• **Page text**
━━━

I'm posting from Singapore and the trip I have been alluding to was to Alaska where the sockeye were super abundant. That actually brings up the perhaps the most important ethical question of all, which is "Do you fish -- even C&R even when legal -- when the run is much diminished from historical averages and may not be plentiful enough for spawning pairs to meet minimum escapement goals?" (The Thompson steelhead run comes to mind.)
I'm not familiar with the specifics of the sockeye in the interior, but sockeye we were lining were more easily nabbed if they were highly concentrated in the deeper holes or runs. When they began to spread out (due to fishing pressure or a desire to migrate), we'd wade up into shallower water at the heads or the pools or down to the tails and shoo them back into the deeper pools. I don't think that the water temp would have differed by more than 1-2F and as I already noted the fish were very close to where they were going to eventually spawn. So I can see why you are upset at the thought of moving fish out of the deeper, cooler water into the warmer flats. I agree that this practice could definitely impair spawning effectiveness (esp. among those fish subsequently bonked on the head).

━━━

(Rows from a dataset)
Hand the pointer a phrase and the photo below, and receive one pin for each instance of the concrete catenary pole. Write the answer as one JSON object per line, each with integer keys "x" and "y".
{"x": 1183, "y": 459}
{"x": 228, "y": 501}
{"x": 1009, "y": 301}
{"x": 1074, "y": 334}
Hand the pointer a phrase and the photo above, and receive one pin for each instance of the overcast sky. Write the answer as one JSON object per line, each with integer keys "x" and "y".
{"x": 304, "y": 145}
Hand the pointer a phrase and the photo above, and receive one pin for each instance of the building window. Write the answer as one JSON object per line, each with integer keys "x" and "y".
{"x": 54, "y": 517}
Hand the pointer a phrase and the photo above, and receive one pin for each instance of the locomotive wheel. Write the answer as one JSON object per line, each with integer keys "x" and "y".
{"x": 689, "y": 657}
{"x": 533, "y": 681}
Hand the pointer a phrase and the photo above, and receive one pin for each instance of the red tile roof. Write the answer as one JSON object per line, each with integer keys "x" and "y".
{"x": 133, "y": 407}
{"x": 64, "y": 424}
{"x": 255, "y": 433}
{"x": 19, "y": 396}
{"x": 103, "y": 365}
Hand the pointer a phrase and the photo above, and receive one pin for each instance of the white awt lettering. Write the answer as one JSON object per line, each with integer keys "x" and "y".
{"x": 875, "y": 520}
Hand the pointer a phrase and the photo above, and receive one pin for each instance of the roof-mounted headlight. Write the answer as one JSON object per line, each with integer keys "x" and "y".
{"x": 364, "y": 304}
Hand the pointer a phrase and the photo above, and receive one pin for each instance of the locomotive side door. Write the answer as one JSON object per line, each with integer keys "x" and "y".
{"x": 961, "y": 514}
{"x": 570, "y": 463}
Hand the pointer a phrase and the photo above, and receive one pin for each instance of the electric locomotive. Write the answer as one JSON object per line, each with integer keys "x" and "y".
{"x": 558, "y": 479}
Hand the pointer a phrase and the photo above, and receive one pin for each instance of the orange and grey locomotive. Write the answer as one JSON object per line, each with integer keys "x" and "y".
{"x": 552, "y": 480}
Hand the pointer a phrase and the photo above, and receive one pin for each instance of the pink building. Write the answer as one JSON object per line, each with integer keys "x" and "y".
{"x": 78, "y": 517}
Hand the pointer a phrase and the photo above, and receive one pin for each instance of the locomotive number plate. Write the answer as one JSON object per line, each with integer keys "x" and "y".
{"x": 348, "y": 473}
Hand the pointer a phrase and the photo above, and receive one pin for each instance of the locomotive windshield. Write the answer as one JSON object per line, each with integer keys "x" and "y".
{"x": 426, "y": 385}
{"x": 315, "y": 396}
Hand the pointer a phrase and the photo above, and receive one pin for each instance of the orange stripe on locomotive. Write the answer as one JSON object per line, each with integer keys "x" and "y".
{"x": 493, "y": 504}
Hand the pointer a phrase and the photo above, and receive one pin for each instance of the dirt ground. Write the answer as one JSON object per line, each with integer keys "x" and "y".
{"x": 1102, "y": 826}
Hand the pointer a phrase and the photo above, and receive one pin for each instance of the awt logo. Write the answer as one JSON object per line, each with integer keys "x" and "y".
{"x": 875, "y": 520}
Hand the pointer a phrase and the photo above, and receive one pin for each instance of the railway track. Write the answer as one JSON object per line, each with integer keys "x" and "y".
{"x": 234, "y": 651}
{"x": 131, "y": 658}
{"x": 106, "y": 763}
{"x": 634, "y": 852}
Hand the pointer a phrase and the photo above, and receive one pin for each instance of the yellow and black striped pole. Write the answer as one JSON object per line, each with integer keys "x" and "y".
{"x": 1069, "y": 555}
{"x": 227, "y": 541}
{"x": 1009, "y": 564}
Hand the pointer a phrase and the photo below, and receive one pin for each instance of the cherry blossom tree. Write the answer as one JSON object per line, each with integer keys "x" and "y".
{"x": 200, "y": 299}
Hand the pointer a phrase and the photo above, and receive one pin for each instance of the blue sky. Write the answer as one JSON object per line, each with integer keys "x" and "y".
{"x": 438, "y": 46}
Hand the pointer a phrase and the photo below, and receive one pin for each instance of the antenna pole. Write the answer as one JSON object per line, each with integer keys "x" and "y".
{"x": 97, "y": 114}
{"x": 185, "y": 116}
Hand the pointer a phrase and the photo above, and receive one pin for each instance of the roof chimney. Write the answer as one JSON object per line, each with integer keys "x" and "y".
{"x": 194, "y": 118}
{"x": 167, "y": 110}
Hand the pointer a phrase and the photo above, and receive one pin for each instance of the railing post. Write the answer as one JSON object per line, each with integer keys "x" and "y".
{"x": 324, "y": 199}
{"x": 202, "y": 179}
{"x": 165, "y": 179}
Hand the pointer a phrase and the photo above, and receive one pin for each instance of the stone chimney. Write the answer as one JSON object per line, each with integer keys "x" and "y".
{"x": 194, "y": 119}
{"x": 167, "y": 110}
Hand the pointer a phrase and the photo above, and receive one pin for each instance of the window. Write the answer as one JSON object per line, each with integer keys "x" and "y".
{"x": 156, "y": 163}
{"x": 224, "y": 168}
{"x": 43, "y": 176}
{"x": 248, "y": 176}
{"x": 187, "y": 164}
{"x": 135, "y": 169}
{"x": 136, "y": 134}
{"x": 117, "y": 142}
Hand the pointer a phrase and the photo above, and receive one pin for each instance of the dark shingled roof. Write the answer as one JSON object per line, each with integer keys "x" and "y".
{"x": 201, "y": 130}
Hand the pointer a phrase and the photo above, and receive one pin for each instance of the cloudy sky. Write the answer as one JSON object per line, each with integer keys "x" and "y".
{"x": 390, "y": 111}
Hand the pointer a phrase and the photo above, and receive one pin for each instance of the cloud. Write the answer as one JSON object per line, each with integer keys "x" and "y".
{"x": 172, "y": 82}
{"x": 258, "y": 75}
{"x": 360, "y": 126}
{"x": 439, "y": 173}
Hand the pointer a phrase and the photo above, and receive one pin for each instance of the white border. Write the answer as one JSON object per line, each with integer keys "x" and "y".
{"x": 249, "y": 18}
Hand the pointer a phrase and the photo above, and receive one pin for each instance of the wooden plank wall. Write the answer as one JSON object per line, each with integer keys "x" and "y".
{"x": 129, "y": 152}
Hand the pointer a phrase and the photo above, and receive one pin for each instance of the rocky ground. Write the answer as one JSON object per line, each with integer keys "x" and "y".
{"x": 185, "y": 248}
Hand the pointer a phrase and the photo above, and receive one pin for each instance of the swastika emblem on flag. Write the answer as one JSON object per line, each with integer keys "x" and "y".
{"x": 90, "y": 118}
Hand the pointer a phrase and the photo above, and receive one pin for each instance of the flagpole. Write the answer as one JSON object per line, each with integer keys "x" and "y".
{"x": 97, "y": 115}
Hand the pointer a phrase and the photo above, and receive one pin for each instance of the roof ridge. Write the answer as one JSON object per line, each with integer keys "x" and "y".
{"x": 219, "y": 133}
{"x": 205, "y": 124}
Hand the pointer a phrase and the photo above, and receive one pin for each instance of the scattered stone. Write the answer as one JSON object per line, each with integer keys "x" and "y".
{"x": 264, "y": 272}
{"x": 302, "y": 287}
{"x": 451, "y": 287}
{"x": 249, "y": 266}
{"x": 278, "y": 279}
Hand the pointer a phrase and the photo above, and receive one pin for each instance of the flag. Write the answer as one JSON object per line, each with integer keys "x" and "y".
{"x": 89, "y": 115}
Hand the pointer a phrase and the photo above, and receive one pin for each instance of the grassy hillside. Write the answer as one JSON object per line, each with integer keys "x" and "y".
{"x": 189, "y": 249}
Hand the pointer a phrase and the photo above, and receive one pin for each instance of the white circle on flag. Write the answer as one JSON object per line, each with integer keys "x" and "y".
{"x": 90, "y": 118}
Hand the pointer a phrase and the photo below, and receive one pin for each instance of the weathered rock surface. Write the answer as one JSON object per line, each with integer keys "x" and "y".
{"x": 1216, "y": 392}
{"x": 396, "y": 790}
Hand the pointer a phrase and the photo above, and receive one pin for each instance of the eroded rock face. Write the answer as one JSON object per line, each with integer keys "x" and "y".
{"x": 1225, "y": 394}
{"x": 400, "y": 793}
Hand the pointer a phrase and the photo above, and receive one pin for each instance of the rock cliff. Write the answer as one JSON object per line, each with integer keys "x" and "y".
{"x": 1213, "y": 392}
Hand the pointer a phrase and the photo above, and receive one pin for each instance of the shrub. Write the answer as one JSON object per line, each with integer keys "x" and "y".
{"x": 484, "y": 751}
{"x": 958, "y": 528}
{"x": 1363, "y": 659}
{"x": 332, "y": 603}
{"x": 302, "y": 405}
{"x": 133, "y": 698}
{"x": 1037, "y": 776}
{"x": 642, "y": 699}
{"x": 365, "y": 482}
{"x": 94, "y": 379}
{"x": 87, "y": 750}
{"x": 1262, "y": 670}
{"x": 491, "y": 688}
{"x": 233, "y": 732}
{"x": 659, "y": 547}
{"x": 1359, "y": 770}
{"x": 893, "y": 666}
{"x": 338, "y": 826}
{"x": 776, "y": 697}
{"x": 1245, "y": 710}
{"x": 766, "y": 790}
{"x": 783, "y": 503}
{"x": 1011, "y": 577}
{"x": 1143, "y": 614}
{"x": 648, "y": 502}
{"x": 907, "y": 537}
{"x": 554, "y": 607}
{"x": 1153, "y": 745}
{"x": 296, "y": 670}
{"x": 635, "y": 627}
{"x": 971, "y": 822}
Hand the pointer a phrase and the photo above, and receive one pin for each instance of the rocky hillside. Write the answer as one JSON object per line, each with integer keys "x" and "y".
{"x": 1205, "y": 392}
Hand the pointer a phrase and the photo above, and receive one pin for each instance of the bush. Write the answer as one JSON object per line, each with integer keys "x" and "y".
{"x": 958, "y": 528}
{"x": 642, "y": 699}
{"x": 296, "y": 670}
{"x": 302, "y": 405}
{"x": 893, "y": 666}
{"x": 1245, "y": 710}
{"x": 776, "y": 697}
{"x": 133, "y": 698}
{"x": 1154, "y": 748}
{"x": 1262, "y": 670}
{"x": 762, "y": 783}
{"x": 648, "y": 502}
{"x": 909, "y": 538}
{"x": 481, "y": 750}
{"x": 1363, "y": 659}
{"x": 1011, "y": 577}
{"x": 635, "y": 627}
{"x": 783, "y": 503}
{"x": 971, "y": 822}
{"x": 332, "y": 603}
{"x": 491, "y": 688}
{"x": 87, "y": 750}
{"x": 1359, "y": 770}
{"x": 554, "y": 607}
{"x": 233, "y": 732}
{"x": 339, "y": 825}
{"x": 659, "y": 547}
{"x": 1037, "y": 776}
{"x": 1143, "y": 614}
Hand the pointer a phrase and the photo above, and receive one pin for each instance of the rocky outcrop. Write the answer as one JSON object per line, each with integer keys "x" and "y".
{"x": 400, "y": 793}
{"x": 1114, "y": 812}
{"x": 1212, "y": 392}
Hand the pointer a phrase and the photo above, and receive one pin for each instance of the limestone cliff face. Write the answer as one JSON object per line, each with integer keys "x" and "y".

━━━

• **List of tasks**
a) According to the fishing post, why did the writer's group wade into shallower water at the heads or tails of the pools?
b) List every proper name that appears in the fishing post.

• **Responses to the tasks**
a) The sockeye were easier to catch when they were highly concentrated in the deeper holes or runs. When the fish began to spread out, the group waded into the shallower water to shoo them back into the deeper pools.

b) Singapore, Alaska, Thompson